◆ PAGE
* BEGIN *
Introduction To Databases

Introduction

 
Before starting about SQL we must learn about the Database. So, this chapter will provide you with an introduction to the database. In this chapter, we will learn about the Database, its different types, and other terms about the database.
 

What are Databases?

 
A database is an organized collection of data, generally stored and accessed electronically from a computer system. It supports the storage and manipulation of data.
 
In other words, databases are used by an organization as a method of storing, managing and retrieving information.
 
 Introduction
 

Types of Databases

 
Depending upon the usage requirements, there are following types of databases available in the market:
  • Centralized database
  • Distributed database
  • Personal database
  • End-user database
  • Commercial database
  • NoSQL database
  • Operational database
  • Relational database
  • Cloud database
  • Object-oriented database
  • Graph database
 types of databases
 

Advantages of using Databases

 
There are many advantages of databases 
  • Reduced data redundancy
  • Reduced updating errors and increased consistency
  • Greater data integrity and independence from application programs
  • Improved data access to users through the use of host and query languages
  • Improved data security
  • Reduced data entry, storage, and retrieval costs

Disadvantages of using Databases

 
There are many disadvantages of databases
  • Although databases allow businesses to store and access data efficiently, they also have certain disadvantages
  • Complexity
  • Cost
  • Security
  • Compatibility

Some examples of Databases

 
Some of the most popular databases are 
  1. Oracle Database
  2. Sybase
  3. MySQL

History of Databases

 
The emergence of the first type of DBMS, the hierarchical DBMS. IBM had the first model, developed on IBM 360 and their (DBMS) was called IMS, originally it was written for the Apollo program. This type of DBMS was based on binary trees, where the shape was like a tree, and relations were only limited between parent and child records. The benefits were numerous; less redundant data, data independence, security, and integrity, which all lead to efficient searches. Nonetheless; there were some disadvantages such as; complex implementation, which was hard to manage because of the absence of standards, which made it harder to handle many relationships.
 

Early History of Databases

 
Before databases existed, everything had to be recorded on paper. We had lists, journals, ledgers, and endless archives containing hundreds of thousands or even millions of records contained in filing cabinets. When it was necessary to access one of these records, finding and physically obtaining the record was a slow and laborious task. There were often problems ranging from misplaced records to fires that wiped out entire archives and destroyed the history of societies, organizations, and governments. There were also security problems because physical access was often easy to gain.
* END *
◆ DIRECTIONS
Transcribe the part of the databases introduction between "A database is" and "manipulation of data.", inclusive, word for word.

◆ DATASET ROWS
* BEGIN *
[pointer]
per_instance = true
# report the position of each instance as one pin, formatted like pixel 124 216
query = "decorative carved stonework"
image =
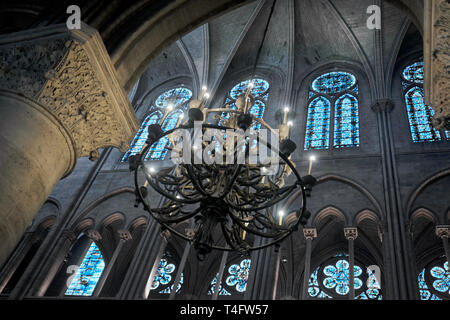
pixel 125 235
pixel 437 60
pixel 94 235
pixel 443 231
pixel 382 105
pixel 351 233
pixel 70 74
pixel 310 233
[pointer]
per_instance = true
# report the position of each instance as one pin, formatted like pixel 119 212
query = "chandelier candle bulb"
pixel 311 160
pixel 286 111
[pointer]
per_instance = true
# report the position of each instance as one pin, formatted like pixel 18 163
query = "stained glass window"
pixel 222 290
pixel 346 124
pixel 332 280
pixel 259 91
pixel 420 115
pixel 338 90
pixel 163 281
pixel 141 137
pixel 438 284
pixel 88 274
pixel 318 124
pixel 175 98
pixel 238 275
pixel 334 82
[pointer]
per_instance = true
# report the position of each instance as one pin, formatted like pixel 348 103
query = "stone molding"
pixel 382 105
pixel 437 60
pixel 351 233
pixel 310 233
pixel 70 74
pixel 443 231
pixel 125 235
pixel 94 235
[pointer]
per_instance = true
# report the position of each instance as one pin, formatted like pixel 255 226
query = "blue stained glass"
pixel 318 124
pixel 425 293
pixel 239 275
pixel 222 290
pixel 88 274
pixel 346 122
pixel 414 72
pixel 165 274
pixel 176 97
pixel 420 117
pixel 140 138
pixel 260 87
pixel 259 91
pixel 159 150
pixel 334 82
pixel 336 278
pixel 442 276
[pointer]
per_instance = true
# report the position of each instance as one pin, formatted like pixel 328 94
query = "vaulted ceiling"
pixel 302 35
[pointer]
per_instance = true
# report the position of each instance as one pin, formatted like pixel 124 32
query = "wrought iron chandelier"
pixel 230 201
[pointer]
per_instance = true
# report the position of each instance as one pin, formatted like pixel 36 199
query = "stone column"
pixel 8 270
pixel 165 235
pixel 187 248
pixel 223 263
pixel 351 234
pixel 443 232
pixel 309 234
pixel 124 236
pixel 437 60
pixel 59 100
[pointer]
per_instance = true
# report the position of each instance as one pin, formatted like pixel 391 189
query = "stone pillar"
pixel 310 234
pixel 223 263
pixel 8 270
pixel 443 232
pixel 59 100
pixel 187 248
pixel 124 236
pixel 162 247
pixel 351 234
pixel 437 60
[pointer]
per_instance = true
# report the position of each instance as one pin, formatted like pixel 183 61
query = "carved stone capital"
pixel 443 231
pixel 70 74
pixel 437 60
pixel 351 233
pixel 92 234
pixel 382 105
pixel 124 235
pixel 310 233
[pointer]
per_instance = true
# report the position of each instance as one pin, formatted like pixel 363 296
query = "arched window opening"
pixel 175 99
pixel 164 280
pixel 259 92
pixel 234 280
pixel 434 281
pixel 340 91
pixel 331 280
pixel 420 115
pixel 88 273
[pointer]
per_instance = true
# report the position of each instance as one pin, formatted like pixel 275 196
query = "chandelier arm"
pixel 180 219
pixel 231 182
pixel 194 181
pixel 226 236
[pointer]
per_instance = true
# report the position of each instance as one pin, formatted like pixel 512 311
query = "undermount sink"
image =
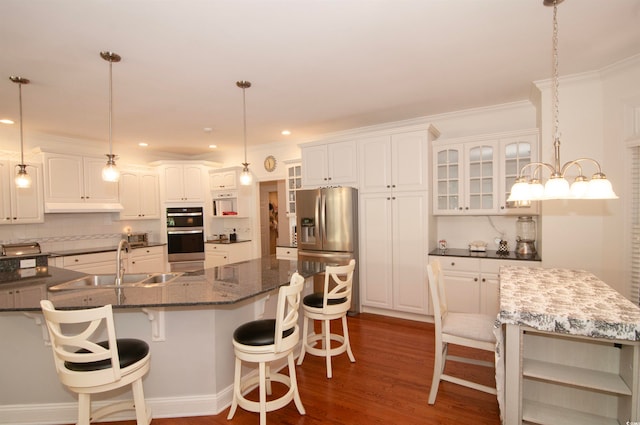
pixel 105 281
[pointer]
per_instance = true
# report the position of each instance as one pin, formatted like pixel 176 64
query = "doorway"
pixel 273 230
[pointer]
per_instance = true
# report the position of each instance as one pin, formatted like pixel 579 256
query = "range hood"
pixel 80 207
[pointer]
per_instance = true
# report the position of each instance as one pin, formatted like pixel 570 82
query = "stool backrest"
pixel 338 282
pixel 72 333
pixel 437 290
pixel 287 314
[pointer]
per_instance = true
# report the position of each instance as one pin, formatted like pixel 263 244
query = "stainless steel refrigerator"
pixel 327 231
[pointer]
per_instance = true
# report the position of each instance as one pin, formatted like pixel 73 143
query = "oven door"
pixel 185 244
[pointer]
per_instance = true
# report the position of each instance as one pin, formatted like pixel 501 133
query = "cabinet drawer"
pixel 84 259
pixel 459 264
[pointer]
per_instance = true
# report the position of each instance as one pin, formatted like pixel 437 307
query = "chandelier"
pixel 245 177
pixel 557 187
pixel 110 173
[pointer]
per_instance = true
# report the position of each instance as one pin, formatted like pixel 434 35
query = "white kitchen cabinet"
pixel 139 195
pixel 472 175
pixel 473 284
pixel 94 263
pixel 393 252
pixel 230 198
pixel 329 164
pixel 286 253
pixel 149 259
pixel 182 182
pixel 220 254
pixel 75 183
pixel 396 161
pixel 20 205
pixel 223 180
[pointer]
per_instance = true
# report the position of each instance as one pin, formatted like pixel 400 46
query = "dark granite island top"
pixel 226 284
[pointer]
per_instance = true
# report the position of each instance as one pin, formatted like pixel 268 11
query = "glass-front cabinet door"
pixel 447 177
pixel 481 182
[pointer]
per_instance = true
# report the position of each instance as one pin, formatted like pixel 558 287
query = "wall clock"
pixel 270 163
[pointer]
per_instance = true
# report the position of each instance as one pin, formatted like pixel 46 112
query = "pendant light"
pixel 23 179
pixel 110 173
pixel 557 187
pixel 245 177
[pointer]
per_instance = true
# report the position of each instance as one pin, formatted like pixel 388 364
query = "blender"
pixel 525 237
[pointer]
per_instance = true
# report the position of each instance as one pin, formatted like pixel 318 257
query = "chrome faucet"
pixel 120 267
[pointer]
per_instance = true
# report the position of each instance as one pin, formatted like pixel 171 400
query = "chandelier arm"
pixel 576 162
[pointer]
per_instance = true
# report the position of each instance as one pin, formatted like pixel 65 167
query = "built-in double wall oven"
pixel 185 238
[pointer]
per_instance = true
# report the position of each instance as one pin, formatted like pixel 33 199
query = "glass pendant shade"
pixel 23 179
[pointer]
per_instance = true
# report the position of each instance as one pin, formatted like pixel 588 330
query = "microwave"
pixel 137 239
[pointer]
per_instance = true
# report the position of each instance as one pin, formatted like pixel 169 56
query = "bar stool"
pixel 333 303
pixel 265 341
pixel 87 367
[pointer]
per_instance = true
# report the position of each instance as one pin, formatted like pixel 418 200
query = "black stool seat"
pixel 129 351
pixel 258 332
pixel 316 300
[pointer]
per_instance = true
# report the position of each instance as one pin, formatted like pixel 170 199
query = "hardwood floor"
pixel 388 384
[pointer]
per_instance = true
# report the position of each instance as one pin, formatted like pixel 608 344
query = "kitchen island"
pixel 192 320
pixel 571 349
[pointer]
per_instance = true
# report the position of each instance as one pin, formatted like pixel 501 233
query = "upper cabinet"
pixel 473 175
pixel 20 205
pixel 230 198
pixel 329 164
pixel 396 162
pixel 182 182
pixel 74 183
pixel 139 195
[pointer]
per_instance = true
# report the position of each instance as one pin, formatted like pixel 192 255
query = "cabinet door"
pixel 97 190
pixel 342 163
pixel 516 152
pixel 409 161
pixel 481 185
pixel 314 166
pixel 447 179
pixel 374 166
pixel 64 181
pixel 375 265
pixel 410 252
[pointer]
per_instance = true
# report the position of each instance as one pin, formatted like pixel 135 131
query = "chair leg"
pixel 438 367
pixel 345 332
pixel 294 384
pixel 143 415
pixel 84 409
pixel 236 388
pixel 326 332
pixel 263 393
pixel 305 336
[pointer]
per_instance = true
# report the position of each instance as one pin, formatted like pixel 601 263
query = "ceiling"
pixel 317 66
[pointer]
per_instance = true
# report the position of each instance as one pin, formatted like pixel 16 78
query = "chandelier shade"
pixel 557 186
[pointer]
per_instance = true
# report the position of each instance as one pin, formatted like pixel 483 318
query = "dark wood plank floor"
pixel 388 384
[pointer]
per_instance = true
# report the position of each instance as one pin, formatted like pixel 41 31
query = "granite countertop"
pixel 81 251
pixel 220 285
pixel 566 301
pixel 494 255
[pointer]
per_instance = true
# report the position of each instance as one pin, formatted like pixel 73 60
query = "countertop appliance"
pixel 327 227
pixel 185 238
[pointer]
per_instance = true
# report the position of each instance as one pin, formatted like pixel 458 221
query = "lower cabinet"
pixel 473 285
pixel 221 254
pixel 150 259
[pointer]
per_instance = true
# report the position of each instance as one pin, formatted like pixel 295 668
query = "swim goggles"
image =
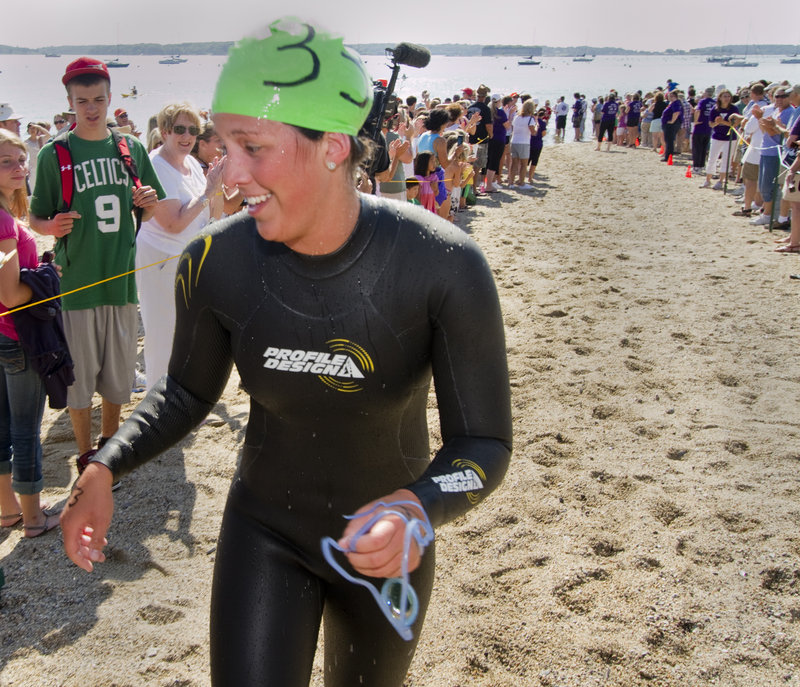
pixel 396 598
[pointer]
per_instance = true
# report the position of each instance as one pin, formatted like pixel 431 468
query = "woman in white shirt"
pixel 523 127
pixel 192 201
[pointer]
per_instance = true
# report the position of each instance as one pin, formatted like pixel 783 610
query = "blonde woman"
pixel 22 392
pixel 192 200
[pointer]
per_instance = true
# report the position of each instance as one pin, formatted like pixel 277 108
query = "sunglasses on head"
pixel 180 130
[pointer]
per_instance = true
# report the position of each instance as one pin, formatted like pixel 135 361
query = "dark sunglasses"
pixel 180 130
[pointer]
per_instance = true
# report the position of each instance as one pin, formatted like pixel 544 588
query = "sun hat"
pixel 7 113
pixel 85 65
pixel 297 74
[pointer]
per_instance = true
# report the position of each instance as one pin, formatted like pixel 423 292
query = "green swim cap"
pixel 296 75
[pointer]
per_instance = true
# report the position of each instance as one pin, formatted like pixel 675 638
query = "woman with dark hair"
pixel 656 131
pixel 671 120
pixel 609 112
pixel 633 117
pixel 433 142
pixel 722 119
pixel 497 143
pixel 338 310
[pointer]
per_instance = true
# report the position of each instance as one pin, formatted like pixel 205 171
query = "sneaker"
pixel 139 381
pixel 84 458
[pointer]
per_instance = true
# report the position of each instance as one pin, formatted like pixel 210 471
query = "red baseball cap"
pixel 85 65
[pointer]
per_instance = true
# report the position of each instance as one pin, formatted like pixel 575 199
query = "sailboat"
pixel 174 59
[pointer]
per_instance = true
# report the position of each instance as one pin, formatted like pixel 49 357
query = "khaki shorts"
pixel 749 171
pixel 102 343
pixel 481 155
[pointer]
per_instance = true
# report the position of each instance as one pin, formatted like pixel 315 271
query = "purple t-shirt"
pixel 610 110
pixel 27 255
pixel 498 130
pixel 722 132
pixel 536 140
pixel 704 108
pixel 673 107
pixel 634 110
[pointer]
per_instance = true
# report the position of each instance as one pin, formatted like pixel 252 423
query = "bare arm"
pixel 12 291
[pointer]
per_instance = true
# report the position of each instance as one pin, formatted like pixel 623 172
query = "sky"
pixel 682 24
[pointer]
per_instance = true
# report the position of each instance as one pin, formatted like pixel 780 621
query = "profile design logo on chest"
pixel 340 368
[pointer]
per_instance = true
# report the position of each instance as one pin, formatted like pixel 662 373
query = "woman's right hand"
pixel 87 516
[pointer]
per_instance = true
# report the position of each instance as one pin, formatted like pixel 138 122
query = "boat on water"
pixel 738 63
pixel 174 59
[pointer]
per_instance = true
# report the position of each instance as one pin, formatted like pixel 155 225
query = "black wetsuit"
pixel 336 353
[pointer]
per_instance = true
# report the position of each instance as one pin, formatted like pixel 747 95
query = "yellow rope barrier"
pixel 88 286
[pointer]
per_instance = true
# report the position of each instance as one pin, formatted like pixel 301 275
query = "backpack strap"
pixel 61 146
pixel 121 144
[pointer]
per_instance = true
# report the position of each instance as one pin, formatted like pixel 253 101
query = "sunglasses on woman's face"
pixel 181 130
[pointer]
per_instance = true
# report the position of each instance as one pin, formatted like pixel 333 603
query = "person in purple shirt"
pixel 701 134
pixel 607 120
pixel 497 143
pixel 722 118
pixel 671 120
pixel 537 142
pixel 633 118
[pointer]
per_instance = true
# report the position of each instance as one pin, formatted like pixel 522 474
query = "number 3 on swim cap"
pixel 297 75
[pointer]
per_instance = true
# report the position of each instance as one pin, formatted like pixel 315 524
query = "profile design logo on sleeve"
pixel 340 368
pixel 469 479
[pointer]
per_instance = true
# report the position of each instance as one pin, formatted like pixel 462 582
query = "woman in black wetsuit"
pixel 337 310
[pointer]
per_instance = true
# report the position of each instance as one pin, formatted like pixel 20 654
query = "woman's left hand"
pixel 379 552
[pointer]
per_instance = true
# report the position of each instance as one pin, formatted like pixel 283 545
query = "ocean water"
pixel 32 83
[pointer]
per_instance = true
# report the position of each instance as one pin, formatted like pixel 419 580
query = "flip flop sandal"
pixel 4 520
pixel 43 529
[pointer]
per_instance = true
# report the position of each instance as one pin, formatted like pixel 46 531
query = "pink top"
pixel 11 228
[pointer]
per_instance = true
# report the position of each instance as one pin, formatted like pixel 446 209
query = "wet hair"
pixel 361 148
pixel 17 204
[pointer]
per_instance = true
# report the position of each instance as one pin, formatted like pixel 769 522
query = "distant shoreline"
pixel 446 49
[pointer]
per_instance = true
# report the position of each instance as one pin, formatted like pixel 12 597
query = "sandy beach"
pixel 646 532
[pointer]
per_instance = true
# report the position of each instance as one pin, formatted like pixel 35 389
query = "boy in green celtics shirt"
pixel 95 240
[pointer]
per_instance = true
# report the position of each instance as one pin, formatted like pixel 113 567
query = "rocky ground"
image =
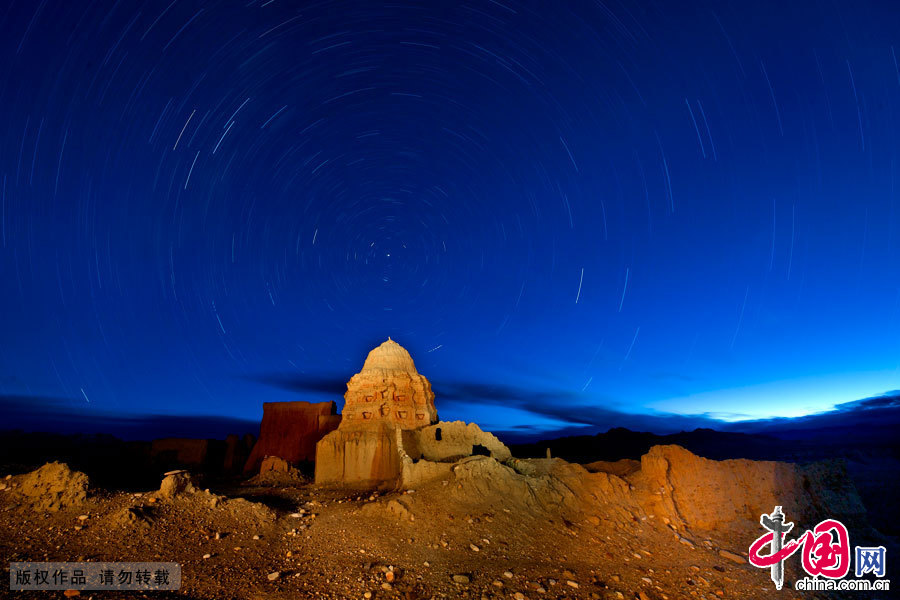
pixel 456 538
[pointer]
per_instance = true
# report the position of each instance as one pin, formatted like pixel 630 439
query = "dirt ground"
pixel 329 543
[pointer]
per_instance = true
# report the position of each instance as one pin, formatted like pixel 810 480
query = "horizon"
pixel 651 214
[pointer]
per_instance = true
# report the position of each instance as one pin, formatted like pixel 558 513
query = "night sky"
pixel 569 213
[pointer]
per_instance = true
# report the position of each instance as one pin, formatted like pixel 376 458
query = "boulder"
pixel 290 430
pixel 275 464
pixel 175 484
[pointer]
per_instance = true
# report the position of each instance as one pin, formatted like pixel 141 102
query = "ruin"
pixel 290 430
pixel 390 435
pixel 388 390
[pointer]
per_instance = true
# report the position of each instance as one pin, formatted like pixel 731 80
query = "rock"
pixel 176 483
pixel 619 468
pixel 730 495
pixel 736 558
pixel 53 487
pixel 274 464
pixel 132 516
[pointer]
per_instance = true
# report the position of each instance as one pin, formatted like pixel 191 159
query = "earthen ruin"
pixel 290 430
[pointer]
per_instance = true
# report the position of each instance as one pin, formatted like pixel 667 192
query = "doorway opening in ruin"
pixel 480 450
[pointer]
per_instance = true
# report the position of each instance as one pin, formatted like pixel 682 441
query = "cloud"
pixel 72 416
pixel 872 417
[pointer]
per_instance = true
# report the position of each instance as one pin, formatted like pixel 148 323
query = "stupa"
pixel 388 390
pixel 389 434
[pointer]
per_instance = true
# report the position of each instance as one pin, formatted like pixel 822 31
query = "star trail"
pixel 642 208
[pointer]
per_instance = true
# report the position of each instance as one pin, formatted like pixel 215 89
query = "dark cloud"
pixel 64 415
pixel 875 418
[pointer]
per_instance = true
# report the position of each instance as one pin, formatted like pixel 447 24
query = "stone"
pixel 733 557
pixel 274 464
pixel 728 496
pixel 389 389
pixel 291 430
pixel 389 436
pixel 176 483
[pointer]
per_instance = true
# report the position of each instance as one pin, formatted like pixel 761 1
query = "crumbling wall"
pixel 452 440
pixel 291 430
pixel 360 458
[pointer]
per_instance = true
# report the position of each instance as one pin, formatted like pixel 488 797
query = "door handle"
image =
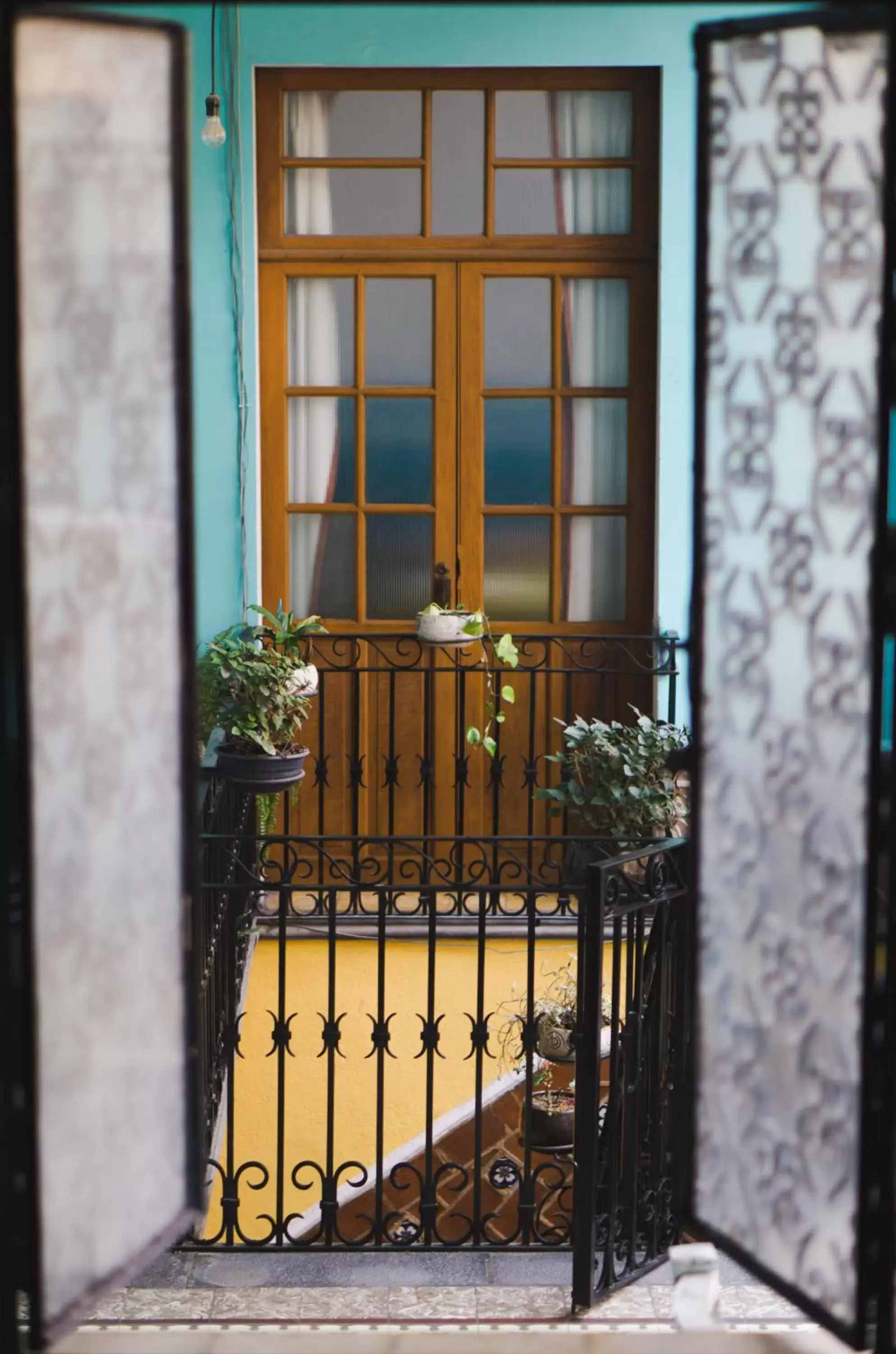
pixel 442 585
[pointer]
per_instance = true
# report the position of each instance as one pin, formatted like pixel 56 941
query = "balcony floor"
pixel 415 1291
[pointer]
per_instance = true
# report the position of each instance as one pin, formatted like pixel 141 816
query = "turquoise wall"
pixel 434 36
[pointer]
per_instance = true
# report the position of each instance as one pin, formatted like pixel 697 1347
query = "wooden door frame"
pixel 641 393
pixel 275 392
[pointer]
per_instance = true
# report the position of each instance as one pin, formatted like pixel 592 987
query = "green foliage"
pixel 616 779
pixel 508 654
pixel 249 683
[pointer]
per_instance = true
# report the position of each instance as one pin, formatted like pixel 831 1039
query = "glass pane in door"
pixel 517 451
pixel 517 568
pixel 517 331
pixel 400 451
pixel 323 565
pixel 563 125
pixel 398 347
pixel 400 565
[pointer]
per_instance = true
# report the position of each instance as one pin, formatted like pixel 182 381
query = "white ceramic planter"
pixel 305 682
pixel 443 627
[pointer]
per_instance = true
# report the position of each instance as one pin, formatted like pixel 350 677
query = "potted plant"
pixel 618 783
pixel 446 626
pixel 554 1016
pixel 443 625
pixel 255 684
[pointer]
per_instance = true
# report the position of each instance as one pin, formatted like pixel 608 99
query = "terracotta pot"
pixel 553 1128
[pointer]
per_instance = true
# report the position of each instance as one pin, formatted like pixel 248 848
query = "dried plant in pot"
pixel 255 683
pixel 554 1017
pixel 618 784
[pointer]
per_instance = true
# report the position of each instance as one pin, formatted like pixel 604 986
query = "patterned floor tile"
pixel 416 1304
pixel 522 1302
pixel 628 1304
pixel 256 1304
pixel 167 1304
pixel 754 1303
pixel 343 1304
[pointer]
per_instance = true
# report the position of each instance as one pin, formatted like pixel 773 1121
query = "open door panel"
pixel 792 1168
pixel 98 1096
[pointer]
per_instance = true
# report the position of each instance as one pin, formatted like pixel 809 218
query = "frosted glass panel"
pixel 595 332
pixel 517 331
pixel 400 451
pixel 595 455
pixel 321 331
pixel 103 397
pixel 323 565
pixel 792 462
pixel 585 124
pixel 593 569
pixel 458 162
pixel 352 122
pixel 400 565
pixel 517 435
pixel 352 202
pixel 398 350
pixel 321 435
pixel 517 568
pixel 562 202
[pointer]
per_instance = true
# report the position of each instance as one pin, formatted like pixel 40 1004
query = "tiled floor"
pixel 635 1306
pixel 450 1289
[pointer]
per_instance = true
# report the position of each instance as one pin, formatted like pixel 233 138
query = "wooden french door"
pixel 493 419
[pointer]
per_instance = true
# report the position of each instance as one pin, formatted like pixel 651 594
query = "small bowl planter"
pixel 259 772
pixel 553 1120
pixel 554 1040
pixel 443 627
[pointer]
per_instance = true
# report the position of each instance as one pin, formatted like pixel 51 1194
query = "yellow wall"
pixel 355 1080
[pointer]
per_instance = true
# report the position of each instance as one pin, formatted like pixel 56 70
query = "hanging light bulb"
* END *
◆ RESPONSE
A database is an organized collection of data, generally stored and accessed electronically from a computer system. It supports the storage and manipulation of data.